* _Opis zadania_
Wybierz z poniższego materiału każdy wiersz, w którym występuje słowo „Target”, i przepisz te wiersze bez zmian.

* _Wyciąg danych_
● ● ● ●

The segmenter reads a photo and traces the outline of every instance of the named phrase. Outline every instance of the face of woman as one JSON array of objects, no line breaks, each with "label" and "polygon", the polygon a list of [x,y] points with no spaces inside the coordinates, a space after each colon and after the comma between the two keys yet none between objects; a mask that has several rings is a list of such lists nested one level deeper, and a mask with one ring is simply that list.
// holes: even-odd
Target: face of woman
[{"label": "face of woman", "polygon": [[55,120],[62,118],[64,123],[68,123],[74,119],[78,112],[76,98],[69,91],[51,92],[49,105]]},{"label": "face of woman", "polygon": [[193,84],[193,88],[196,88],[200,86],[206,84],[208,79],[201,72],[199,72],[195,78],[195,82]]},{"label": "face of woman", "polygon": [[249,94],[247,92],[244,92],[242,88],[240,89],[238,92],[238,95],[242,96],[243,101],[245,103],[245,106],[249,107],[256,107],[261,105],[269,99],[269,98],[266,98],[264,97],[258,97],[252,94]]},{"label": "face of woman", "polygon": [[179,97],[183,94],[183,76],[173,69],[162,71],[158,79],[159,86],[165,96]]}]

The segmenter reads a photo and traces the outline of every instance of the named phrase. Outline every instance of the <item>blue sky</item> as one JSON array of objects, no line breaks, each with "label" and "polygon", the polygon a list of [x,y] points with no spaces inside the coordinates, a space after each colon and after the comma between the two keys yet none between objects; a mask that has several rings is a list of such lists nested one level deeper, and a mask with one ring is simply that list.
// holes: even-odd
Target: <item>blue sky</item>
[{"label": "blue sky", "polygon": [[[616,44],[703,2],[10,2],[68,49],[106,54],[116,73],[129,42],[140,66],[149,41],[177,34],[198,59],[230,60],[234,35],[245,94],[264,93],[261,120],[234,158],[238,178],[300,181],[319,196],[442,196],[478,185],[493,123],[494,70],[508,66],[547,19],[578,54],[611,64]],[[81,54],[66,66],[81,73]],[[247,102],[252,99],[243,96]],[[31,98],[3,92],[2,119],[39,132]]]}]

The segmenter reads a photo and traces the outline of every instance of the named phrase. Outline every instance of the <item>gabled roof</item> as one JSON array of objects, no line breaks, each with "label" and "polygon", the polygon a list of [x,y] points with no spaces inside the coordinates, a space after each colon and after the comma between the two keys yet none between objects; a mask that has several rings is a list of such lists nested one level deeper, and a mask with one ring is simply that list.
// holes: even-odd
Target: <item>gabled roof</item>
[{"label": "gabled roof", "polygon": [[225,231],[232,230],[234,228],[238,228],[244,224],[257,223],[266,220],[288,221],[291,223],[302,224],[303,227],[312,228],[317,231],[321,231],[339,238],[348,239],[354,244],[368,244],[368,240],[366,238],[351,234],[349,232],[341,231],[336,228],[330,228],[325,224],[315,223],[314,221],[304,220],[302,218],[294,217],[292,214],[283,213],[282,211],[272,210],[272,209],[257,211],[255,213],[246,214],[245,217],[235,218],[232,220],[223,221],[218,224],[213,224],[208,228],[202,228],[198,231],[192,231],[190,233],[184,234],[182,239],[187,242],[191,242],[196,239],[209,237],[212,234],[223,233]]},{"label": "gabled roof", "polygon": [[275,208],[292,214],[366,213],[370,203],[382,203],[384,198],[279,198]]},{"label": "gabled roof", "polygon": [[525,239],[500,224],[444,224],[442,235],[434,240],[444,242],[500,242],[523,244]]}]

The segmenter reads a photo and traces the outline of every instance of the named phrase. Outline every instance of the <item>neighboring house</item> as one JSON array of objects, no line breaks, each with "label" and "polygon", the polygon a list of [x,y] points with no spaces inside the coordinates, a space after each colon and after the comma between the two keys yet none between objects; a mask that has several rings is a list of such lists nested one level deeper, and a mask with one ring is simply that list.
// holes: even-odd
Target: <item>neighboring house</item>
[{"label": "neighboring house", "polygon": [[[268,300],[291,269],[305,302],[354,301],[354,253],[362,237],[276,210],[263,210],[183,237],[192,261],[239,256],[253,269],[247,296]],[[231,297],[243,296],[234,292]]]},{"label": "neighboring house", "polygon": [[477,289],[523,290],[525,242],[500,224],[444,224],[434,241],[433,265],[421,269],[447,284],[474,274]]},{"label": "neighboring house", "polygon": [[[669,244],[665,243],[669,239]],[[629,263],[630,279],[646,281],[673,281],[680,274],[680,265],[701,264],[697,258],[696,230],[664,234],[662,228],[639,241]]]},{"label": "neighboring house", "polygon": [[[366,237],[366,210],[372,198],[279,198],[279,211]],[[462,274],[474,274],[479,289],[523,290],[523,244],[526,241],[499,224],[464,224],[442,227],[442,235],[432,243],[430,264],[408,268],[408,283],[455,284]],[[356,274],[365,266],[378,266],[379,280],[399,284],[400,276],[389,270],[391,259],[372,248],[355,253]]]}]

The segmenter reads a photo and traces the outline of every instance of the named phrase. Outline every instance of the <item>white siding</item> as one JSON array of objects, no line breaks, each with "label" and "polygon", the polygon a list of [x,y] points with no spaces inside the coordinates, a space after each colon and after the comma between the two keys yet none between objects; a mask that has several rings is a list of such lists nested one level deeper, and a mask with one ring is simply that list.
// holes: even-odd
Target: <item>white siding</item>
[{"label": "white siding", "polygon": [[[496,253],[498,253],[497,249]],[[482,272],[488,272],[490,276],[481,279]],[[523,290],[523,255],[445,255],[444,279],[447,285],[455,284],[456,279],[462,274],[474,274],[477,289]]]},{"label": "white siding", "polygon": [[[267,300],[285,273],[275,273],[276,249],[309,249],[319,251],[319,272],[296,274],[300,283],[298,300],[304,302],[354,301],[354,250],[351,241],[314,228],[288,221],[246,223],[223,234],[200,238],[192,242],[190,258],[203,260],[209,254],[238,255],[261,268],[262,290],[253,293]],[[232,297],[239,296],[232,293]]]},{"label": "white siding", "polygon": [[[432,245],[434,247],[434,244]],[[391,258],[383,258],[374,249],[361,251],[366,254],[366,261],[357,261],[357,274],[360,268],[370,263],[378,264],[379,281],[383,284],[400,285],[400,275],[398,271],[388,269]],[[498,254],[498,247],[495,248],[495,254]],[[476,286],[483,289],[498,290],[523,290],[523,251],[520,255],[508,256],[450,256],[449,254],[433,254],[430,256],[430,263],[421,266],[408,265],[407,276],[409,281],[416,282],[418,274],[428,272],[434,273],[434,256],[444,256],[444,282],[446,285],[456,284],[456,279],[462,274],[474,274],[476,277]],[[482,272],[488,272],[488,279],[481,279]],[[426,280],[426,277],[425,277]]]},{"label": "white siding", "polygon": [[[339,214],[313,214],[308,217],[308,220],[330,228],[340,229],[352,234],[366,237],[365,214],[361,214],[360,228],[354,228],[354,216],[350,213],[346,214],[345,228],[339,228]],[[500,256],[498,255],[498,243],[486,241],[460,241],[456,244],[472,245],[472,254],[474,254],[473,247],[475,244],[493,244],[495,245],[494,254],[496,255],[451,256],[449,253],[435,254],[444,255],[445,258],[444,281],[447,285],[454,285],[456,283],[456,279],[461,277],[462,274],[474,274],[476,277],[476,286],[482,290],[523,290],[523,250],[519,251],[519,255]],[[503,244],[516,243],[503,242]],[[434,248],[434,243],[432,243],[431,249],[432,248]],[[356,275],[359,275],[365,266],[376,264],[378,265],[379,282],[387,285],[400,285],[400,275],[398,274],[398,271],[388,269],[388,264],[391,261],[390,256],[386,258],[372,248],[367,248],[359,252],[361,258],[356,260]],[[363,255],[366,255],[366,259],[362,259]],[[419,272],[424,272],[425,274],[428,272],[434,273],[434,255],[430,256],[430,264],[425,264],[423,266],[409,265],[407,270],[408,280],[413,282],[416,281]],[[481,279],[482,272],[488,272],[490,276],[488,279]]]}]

● ● ● ●

* _Odpowiedź pisemna_
Target: face of woman
Target: <item>blue sky</item>
Target: <item>gabled roof</item>
Target: <item>neighboring house</item>
Target: <item>white siding</item>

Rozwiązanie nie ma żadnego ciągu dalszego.